_PAGE EXCERPT_
Arius - A Signal Processing Solutions Company
Specializing in DSP and FPGA design URL http://www.arius.com
4 King Ave 301-682-7772 Voice
Frederick, MD 21701-3110 301-682-7666 FAX

rickman · Jun 17, 2004

Peter Alfke wrote:

Xilinx (Virtex2 or Spartan3) BlockRAM reading while writing:
Any write operation also performs a read, and outputs it on the Do output.
The user can choose: write before read (= output the data that is being
witten), or read before write (=output the previous content that is now
being overwritten) or "no change"( keep the old data on the Do lines.

But it still has a two cycle delay from writing to read data out,
right? So if I want the data that was just written on the next clock
cycle (like in a stack) I need to use an external register and use
separate read and write addresses. Correct?

--

Rick "rickman" Collins

rick.collins@XYarius.com
Ignore the reply address. To email me use the above address with the XY
removed.

Arius - A Signal Processing Solutions Company
Specializing in DSP and FPGA design URL http://www.arius.com
4 King Ave 301-682-7772 Voice
Frederick, MD 21701-3110 301-682-7666 FAX

rickman · Jun 17, 2004

Symon wrote:

Hi Rick,
I can offer my experiences with Xilinx blockram. You're correct that both
the read and write are synchronous. There are three write options,
WRITE_FIRST, READ_FIRST and NO_CHANGE. Carefully (!) read about these in the
data sheet. I use WRITE_FIRST almost exclusively, where the "same clock edge
that writes the data input (DI) into the memory also transfers DI into the
output registers DO".
When I did my processor design, I also used one as a stack. Like your design
I didn't use pipelining. This was to keep the design small and simple. On
the BlockRAM I used one port for PUSHING/POPPING registers, and the other
for CALL/RETURN subroutine addresses. The catch with these blockrams is
that, if you read from one port whilst you're writing to the *same* address
on the other port, the read data is indeterminate. This makes sense if you
think about what the BlockRAM is doing. Check out 'Conflict Resolution' in
the user guide (I'm looking at ug012 for V2PRO). This means for me that I
can't do a POP instruction immediately after doing a CALL subroutine, and I
can't do a RETURN immediately after doing a PUSH. No problem to avoid this
in the code, of course. It's a wierd thing to do anyway.

_RECORDS SUPPLIED_
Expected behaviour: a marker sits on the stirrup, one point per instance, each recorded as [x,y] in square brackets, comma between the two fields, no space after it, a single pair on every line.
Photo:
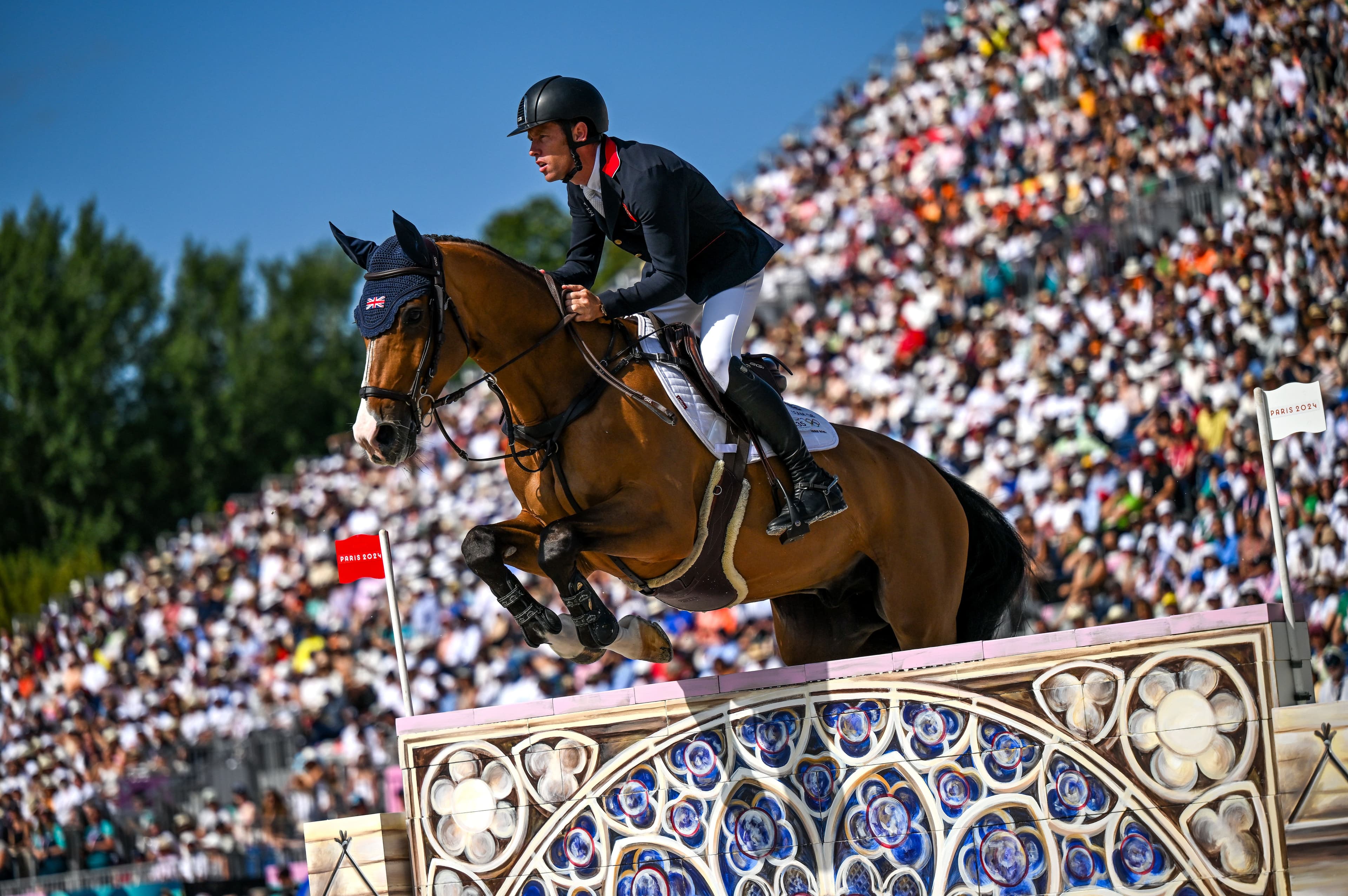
---
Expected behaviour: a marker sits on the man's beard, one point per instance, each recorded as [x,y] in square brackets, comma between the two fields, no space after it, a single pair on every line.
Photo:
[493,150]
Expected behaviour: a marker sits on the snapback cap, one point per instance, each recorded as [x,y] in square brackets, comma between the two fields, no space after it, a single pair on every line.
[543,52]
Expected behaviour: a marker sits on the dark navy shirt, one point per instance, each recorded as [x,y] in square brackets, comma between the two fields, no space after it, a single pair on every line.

_PROBLEMS AND TASKS_
1. Check each statement against the BlockRAM thread. Answer yes or no, and quote the exact words from the text that decide it.
(a) Symon uses WRITE_FIRST almost exclusively.
(b) Reading from one port while writing to the same address on the other port returns the old data.
(c) Symon's processor design used pipelining.
2. In the BlockRAM thread, what did Symon use the second port of the stack BlockRAM for?

_FINAL RESULTS_
1.
(a) Yes: "I use WRITE_FIRST almost exclusively"
(b) No: "the read data is indeterminate"
(c) No: "I didn't use pipelining"

2. CALL/RETURN subroutine addresses.